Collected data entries
——
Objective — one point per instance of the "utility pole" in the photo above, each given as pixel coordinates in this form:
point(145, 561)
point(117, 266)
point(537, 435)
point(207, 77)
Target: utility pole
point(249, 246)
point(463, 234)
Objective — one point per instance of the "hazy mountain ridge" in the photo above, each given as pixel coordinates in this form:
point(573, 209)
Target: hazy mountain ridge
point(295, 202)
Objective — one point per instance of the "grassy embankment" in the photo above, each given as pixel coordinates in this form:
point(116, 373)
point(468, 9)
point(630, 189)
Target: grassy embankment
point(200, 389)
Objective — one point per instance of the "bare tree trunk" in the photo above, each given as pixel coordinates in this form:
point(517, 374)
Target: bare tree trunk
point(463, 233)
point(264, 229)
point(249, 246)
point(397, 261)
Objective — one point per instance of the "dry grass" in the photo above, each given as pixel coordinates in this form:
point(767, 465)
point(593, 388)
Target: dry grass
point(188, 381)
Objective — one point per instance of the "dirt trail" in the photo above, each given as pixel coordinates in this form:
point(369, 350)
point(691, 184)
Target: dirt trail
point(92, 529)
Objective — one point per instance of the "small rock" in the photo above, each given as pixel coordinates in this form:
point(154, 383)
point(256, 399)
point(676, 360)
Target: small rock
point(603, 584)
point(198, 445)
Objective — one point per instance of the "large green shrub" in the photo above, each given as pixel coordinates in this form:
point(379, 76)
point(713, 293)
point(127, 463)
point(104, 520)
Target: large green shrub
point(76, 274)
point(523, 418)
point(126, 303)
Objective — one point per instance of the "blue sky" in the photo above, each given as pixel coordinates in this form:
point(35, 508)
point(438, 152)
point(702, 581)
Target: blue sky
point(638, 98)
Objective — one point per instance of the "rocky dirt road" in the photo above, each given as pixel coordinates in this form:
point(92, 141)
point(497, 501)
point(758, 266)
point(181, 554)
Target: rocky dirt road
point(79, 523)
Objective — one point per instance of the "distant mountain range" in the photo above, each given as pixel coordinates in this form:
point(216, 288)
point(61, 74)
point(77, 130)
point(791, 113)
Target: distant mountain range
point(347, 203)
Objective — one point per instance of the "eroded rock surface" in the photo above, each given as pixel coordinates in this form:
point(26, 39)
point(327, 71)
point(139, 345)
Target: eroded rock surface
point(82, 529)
——
§ SET EXERCISE
Recopy the whole listing exactly.

§ TASK SOLUTION
Objective — one point per instance of the "utility pole" in the photo above, each given as pixel coordinates in this form:
point(145, 561)
point(117, 266)
point(537, 435)
point(207, 77)
Target: utility pole
point(249, 246)
point(463, 234)
Objective — one point per instance of the "hazy mountain ridge" in the photo above, each given as pixel coordinates in this form:
point(573, 209)
Target: hazy mountain ridge
point(295, 202)
Objective — one point per instance of the "grassy embankment" in the photo above, each given as pixel coordinates in this form:
point(116, 373)
point(468, 9)
point(630, 189)
Target: grassy embankment
point(200, 389)
Objective — one point per instance of the "bare tree trunk" in the photo above, each given as pixel coordinates in this form:
point(517, 374)
Target: bare tree trunk
point(463, 233)
point(264, 229)
point(249, 246)
point(397, 261)
Objective — one point per instance of the "dry grass" in the photo above, each given as pixel coordinates in this form:
point(767, 465)
point(593, 388)
Target: dry grass
point(188, 381)
Objective — one point per instance of the "dirt trail" in the photo above, each given as pixel coordinates in this form:
point(369, 350)
point(691, 184)
Target: dirt trail
point(92, 529)
Objective — one point per instance of the "small rock" in the photo above, each given as pixel coordinates in this form:
point(154, 383)
point(256, 399)
point(676, 360)
Target: small rock
point(603, 584)
point(198, 445)
Objective — one point per instance of the "large green shrub" in the photo above, each given as pixel coordinates in this form:
point(379, 76)
point(713, 293)
point(127, 463)
point(104, 520)
Target: large green shrub
point(76, 274)
point(523, 418)
point(126, 303)
Objective — one point per instance of the "blue sky" in the photo above, each given as pixel coordinates in this form:
point(35, 508)
point(438, 152)
point(702, 581)
Target: blue sky
point(638, 98)
Objective — one point per instance of the "rocky dirt road" in the photo above, each given as pixel coordinates in this form:
point(92, 141)
point(497, 501)
point(758, 266)
point(181, 554)
Target: rocky dirt road
point(79, 523)
Objective — one point per instance of the "distant mountain range" in the photo above, each given as pixel coordinates in this form:
point(216, 288)
point(61, 74)
point(77, 130)
point(791, 113)
Target: distant mountain range
point(347, 203)
Objective — one point per instance of the "eroded rock surface" in the photo above, each given as pixel coordinates in this form:
point(26, 39)
point(327, 71)
point(139, 345)
Target: eroded rock surface
point(82, 529)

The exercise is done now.